Requirement ▸ Write out the line that contains "Indicate the ferris" and every line after it through the end of the entries, exactly as given and with no other lines.

Data listing ▸

* * * * *

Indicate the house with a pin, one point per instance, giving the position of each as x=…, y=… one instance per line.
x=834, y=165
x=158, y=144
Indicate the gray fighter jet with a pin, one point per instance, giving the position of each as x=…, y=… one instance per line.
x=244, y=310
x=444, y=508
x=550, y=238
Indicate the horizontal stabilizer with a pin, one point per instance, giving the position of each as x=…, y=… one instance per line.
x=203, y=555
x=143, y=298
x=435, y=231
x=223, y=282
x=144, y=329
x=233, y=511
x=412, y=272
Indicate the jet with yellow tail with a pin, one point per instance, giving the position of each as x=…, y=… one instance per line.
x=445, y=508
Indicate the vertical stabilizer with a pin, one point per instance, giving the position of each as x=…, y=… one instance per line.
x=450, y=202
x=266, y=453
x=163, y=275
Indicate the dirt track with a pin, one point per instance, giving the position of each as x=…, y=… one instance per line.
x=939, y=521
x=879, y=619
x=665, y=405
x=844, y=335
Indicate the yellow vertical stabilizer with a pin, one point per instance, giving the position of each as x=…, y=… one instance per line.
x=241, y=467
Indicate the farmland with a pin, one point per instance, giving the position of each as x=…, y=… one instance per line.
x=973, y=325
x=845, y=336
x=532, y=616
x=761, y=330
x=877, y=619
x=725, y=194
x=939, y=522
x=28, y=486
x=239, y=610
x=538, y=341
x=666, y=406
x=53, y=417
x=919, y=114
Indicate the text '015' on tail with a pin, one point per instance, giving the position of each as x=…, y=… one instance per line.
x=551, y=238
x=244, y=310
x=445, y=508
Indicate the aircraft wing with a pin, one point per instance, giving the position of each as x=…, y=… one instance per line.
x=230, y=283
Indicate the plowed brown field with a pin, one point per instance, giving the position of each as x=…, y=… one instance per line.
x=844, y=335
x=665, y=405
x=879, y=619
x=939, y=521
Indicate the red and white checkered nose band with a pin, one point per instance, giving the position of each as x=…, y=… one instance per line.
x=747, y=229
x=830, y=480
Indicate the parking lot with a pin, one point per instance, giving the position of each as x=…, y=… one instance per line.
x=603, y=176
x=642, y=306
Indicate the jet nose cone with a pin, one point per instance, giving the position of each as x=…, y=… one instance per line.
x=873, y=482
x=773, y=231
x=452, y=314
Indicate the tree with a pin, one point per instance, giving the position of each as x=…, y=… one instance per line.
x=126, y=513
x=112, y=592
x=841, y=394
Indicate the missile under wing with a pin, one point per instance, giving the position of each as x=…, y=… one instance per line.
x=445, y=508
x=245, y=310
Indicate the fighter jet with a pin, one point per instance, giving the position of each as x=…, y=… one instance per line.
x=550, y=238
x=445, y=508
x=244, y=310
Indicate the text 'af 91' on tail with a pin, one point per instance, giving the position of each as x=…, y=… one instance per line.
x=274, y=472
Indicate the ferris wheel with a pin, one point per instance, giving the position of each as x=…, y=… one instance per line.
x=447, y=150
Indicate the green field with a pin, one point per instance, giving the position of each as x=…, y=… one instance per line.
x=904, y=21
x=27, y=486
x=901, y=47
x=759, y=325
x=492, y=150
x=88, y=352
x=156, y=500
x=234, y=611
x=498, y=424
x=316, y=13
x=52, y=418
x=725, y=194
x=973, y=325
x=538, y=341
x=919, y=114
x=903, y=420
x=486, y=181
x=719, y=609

* * * * *

Task result ▸
Indicate the ferris wheel with a pin, one point per instance, giving the position of each as x=…, y=… one instance per line.
x=447, y=150
Indicate the green field with a pin, one point per instance, giving the position of each as x=…, y=… one instance per line.
x=904, y=21
x=27, y=486
x=901, y=47
x=759, y=325
x=492, y=150
x=88, y=352
x=156, y=500
x=234, y=611
x=498, y=424
x=316, y=13
x=52, y=418
x=725, y=194
x=973, y=325
x=538, y=341
x=919, y=114
x=903, y=420
x=486, y=181
x=719, y=609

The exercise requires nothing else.